Copy the items between the lines holding "the blue tinted" and "point(246, 172)", inclusive, swapping "marker" for "dot" and changing nothing else.

[Stored dataset items]
▬▬▬
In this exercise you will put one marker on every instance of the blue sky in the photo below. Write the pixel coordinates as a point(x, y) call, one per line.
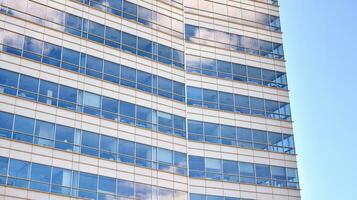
point(320, 40)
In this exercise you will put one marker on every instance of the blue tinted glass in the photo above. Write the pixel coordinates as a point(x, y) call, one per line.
point(142, 191)
point(64, 134)
point(41, 173)
point(110, 105)
point(96, 29)
point(195, 127)
point(48, 89)
point(68, 94)
point(194, 93)
point(19, 169)
point(3, 166)
point(90, 139)
point(28, 83)
point(126, 147)
point(262, 171)
point(61, 177)
point(196, 163)
point(107, 185)
point(197, 197)
point(125, 188)
point(228, 131)
point(87, 181)
point(108, 143)
point(73, 21)
point(70, 56)
point(111, 69)
point(230, 167)
point(52, 51)
point(8, 78)
point(45, 133)
point(211, 129)
point(24, 124)
point(130, 10)
point(143, 151)
point(6, 120)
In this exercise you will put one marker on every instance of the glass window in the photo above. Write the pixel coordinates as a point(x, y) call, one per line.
point(52, 54)
point(33, 48)
point(144, 81)
point(113, 37)
point(164, 155)
point(3, 168)
point(130, 10)
point(90, 143)
point(143, 191)
point(13, 42)
point(128, 76)
point(44, 133)
point(165, 122)
point(111, 71)
point(87, 181)
point(213, 165)
point(230, 167)
point(61, 181)
point(129, 42)
point(8, 81)
point(196, 163)
point(125, 188)
point(108, 147)
point(107, 185)
point(24, 128)
point(40, 177)
point(48, 92)
point(96, 32)
point(28, 87)
point(143, 155)
point(144, 117)
point(126, 151)
point(69, 97)
point(19, 170)
point(145, 46)
point(6, 120)
point(127, 110)
point(94, 66)
point(197, 197)
point(64, 137)
point(246, 172)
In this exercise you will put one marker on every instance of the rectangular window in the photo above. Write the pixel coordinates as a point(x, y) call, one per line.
point(23, 129)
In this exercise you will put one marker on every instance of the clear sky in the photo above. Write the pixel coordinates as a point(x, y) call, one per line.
point(320, 41)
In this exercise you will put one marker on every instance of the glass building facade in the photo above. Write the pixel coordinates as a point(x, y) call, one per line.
point(144, 100)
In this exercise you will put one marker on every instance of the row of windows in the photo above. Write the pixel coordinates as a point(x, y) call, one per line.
point(234, 42)
point(93, 31)
point(92, 66)
point(250, 173)
point(139, 14)
point(67, 182)
point(235, 14)
point(237, 72)
point(81, 101)
point(240, 137)
point(85, 142)
point(212, 197)
point(238, 103)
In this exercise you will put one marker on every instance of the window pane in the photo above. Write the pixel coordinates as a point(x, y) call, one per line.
point(107, 185)
point(19, 169)
point(45, 133)
point(88, 181)
point(164, 155)
point(196, 163)
point(125, 188)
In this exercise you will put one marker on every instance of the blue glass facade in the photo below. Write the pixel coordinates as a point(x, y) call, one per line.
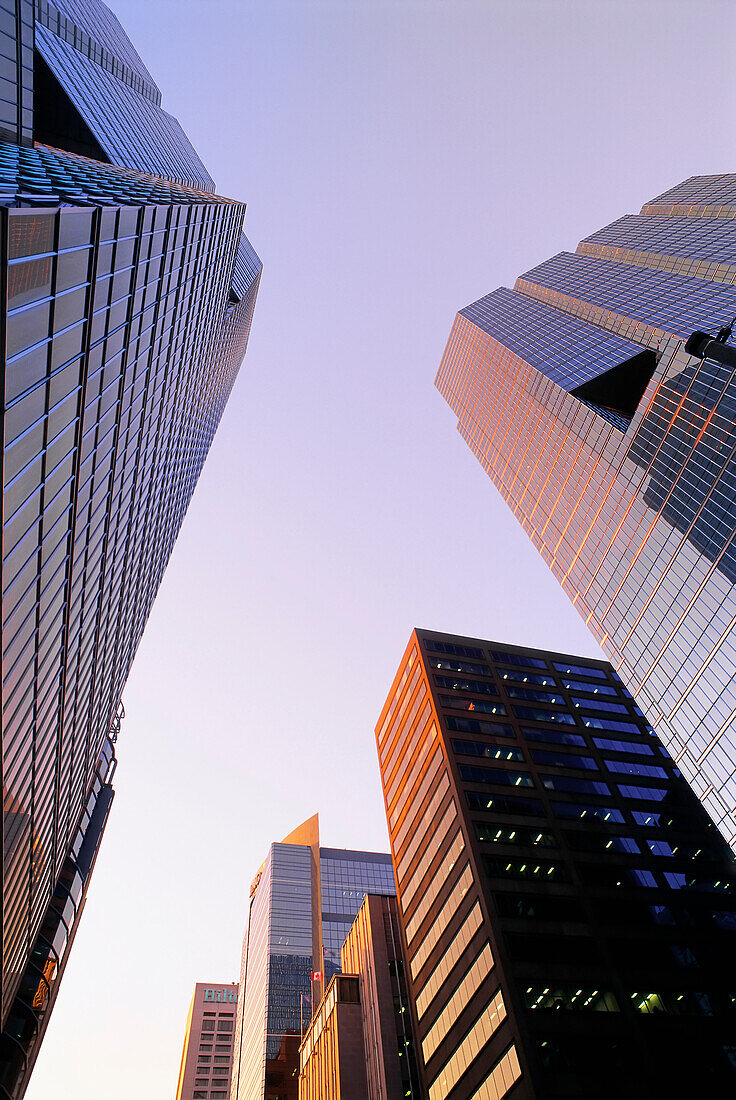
point(626, 483)
point(303, 903)
point(568, 915)
point(152, 141)
point(128, 296)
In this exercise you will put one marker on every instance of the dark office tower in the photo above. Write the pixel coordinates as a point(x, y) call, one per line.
▬▬▬
**THE SOLUTION:**
In this exercise you will put one dot on every instance of the blue tinted glass in the photo above. Write the pixel coordinates as a point(x, y) call, one per line.
point(142, 191)
point(64, 134)
point(41, 173)
point(110, 105)
point(96, 29)
point(195, 127)
point(48, 89)
point(68, 94)
point(194, 93)
point(19, 169)
point(3, 166)
point(90, 139)
point(28, 83)
point(126, 147)
point(262, 171)
point(61, 177)
point(196, 163)
point(107, 185)
point(197, 197)
point(125, 188)
point(228, 131)
point(87, 181)
point(108, 143)
point(73, 21)
point(70, 56)
point(111, 69)
point(230, 167)
point(52, 51)
point(8, 78)
point(45, 133)
point(211, 129)
point(24, 124)
point(130, 10)
point(143, 151)
point(6, 120)
In this exercise you will put one dot on every instance of the glass window in the photo above. Write the pixel coordinates as a point(x, y) call, one per line.
point(52, 54)
point(33, 48)
point(144, 81)
point(113, 37)
point(164, 155)
point(3, 168)
point(130, 10)
point(90, 143)
point(143, 191)
point(13, 42)
point(128, 76)
point(44, 133)
point(165, 122)
point(111, 71)
point(87, 181)
point(213, 165)
point(230, 167)
point(61, 181)
point(129, 42)
point(8, 81)
point(196, 163)
point(125, 188)
point(108, 147)
point(107, 185)
point(24, 128)
point(40, 177)
point(48, 92)
point(96, 32)
point(28, 87)
point(143, 155)
point(144, 117)
point(126, 151)
point(69, 97)
point(19, 170)
point(145, 46)
point(6, 120)
point(127, 110)
point(94, 66)
point(197, 197)
point(64, 137)
point(246, 172)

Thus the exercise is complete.